Start of Task inputs

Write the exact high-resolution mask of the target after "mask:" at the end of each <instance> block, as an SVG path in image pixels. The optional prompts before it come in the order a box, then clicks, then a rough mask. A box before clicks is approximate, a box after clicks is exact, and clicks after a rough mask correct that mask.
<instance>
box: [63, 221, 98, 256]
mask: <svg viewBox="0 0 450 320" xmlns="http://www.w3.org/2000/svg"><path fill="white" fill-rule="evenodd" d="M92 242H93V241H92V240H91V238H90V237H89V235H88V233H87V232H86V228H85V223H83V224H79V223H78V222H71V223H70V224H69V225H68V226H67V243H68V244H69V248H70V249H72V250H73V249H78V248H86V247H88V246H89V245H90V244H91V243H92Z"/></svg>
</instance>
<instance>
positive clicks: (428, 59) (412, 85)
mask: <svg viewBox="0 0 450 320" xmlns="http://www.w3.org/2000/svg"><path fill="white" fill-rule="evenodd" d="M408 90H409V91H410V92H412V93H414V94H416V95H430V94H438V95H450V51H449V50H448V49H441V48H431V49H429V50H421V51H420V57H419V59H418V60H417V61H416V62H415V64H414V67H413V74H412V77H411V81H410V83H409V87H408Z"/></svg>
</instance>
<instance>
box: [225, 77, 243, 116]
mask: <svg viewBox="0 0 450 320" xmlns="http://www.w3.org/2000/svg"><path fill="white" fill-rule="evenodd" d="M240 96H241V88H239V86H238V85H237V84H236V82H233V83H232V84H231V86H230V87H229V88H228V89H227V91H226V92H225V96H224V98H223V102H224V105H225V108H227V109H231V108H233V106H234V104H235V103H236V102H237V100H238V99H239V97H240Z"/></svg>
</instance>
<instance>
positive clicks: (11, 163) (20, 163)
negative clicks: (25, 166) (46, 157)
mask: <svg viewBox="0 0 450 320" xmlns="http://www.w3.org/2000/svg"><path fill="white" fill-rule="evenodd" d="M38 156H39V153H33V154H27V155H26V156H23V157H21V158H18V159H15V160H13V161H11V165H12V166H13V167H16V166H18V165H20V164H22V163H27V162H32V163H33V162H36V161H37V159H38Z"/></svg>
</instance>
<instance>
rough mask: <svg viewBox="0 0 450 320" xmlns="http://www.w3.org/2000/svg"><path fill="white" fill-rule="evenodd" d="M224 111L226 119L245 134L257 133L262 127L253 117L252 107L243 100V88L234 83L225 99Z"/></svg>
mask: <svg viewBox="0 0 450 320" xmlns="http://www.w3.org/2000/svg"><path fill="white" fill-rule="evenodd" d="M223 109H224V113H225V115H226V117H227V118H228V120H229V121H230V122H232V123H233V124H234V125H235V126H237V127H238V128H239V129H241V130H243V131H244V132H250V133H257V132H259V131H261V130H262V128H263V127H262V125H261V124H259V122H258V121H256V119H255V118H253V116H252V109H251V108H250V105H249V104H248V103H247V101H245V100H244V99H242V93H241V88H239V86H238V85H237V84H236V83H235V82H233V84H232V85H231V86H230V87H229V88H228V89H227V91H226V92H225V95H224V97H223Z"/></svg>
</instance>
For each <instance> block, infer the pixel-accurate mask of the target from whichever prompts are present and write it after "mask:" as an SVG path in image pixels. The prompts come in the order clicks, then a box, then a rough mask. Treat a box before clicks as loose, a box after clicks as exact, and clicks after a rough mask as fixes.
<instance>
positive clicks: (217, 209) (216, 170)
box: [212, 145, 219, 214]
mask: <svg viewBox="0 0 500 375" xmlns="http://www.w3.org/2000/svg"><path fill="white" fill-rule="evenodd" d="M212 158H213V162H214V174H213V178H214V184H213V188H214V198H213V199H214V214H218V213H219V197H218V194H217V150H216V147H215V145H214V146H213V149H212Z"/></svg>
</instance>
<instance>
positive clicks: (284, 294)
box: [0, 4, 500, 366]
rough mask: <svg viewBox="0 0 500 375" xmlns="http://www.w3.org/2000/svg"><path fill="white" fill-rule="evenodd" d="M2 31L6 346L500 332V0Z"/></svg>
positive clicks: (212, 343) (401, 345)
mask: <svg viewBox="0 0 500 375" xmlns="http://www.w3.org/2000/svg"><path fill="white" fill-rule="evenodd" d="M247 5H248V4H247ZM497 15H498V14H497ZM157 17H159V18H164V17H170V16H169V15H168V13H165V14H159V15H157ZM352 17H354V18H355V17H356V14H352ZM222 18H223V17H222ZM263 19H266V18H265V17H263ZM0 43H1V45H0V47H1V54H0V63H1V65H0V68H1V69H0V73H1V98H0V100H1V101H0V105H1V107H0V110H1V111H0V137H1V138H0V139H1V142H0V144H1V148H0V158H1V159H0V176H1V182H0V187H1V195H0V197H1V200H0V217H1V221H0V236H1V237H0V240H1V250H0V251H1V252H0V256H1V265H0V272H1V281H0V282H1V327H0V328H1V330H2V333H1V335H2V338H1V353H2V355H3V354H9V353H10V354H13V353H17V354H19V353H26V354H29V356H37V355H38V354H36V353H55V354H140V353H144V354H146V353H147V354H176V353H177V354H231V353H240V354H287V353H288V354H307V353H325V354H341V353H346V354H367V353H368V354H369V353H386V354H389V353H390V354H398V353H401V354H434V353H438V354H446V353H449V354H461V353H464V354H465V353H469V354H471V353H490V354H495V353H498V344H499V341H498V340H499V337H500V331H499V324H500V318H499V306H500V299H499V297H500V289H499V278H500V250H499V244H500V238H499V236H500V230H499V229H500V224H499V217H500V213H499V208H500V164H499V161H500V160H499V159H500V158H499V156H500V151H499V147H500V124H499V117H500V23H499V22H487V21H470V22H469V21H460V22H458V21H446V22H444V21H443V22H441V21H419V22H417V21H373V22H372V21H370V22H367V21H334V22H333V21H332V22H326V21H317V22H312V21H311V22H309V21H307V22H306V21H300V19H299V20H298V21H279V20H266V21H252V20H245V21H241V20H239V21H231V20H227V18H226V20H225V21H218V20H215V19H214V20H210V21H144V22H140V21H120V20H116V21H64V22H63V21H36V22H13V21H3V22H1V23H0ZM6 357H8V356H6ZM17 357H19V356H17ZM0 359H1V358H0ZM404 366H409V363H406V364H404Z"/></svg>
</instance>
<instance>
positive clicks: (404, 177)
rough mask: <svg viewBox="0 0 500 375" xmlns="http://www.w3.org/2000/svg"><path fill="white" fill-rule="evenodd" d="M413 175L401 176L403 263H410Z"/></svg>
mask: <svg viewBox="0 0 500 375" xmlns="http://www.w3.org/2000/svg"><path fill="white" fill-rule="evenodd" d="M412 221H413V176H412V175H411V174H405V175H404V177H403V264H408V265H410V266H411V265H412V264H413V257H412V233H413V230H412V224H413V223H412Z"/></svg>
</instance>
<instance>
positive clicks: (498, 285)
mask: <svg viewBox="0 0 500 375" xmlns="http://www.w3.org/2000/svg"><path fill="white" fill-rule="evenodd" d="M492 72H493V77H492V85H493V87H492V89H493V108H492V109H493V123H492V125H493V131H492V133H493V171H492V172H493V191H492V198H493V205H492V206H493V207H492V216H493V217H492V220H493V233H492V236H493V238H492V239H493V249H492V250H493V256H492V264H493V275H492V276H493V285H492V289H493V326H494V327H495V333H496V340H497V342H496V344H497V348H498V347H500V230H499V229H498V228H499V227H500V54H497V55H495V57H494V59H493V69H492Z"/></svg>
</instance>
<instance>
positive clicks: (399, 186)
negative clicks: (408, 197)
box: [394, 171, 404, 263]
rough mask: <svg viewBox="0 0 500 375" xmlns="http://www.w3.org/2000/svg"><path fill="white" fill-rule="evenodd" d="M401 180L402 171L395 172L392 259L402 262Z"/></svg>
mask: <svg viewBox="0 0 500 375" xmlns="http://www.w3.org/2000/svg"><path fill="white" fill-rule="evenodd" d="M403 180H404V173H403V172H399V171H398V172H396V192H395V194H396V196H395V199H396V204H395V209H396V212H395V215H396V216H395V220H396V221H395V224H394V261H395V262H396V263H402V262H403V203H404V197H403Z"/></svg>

End of Task inputs

**Exercise**
Please return all lines from the records that hold the word "pixels".

**Output of the exercise**
Write the exact high-resolution mask of the target after "mask:" at the end of each <instance> block, as an SVG path in image pixels. The optional prompts before it come in the order a box, then clicks, then a rough mask. A box before clicks is approximate, a box after clicks is exact, and clicks after a rough mask correct that mask.
For each <instance> block, infer the pixel-accurate mask of the target from whichever prompts are present and write it after "mask:" as an SVG path in image pixels. The prompts come in the order clicks, then a box, then a rough mask. Treat a box before clicks as loose, a box after clicks as exact, and clicks after a rough mask as fixes.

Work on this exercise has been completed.